** Opening Source records block **
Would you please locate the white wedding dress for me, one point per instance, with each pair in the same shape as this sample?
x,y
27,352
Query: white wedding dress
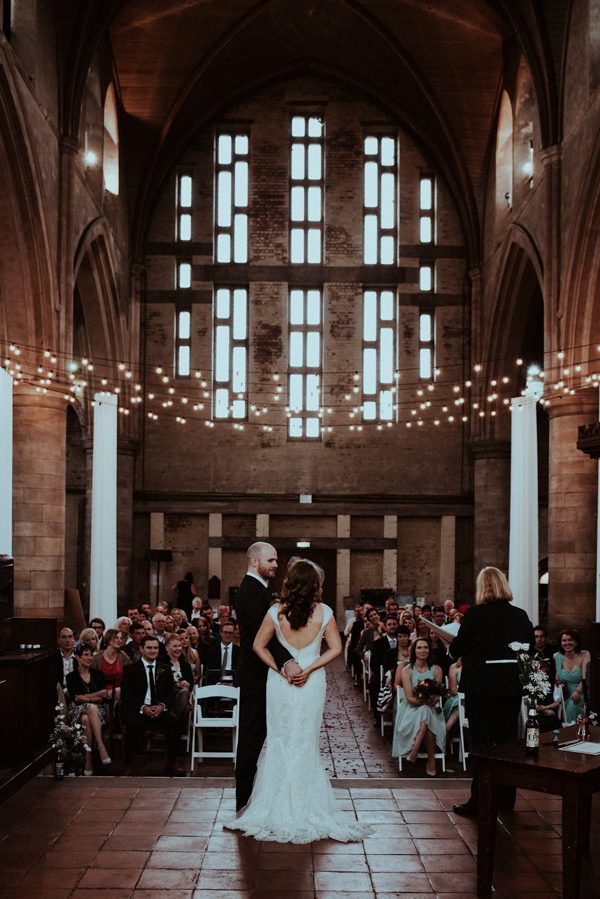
x,y
292,799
** Closing Source records block **
**Task directions**
Type out the data above once more, exactly, with no images included.

**Response to this task**
Would you please locate the white wedding dress for me, one point per instance, with each pair in the same shape as this sample?
x,y
27,352
Query: white wedding dress
x,y
292,799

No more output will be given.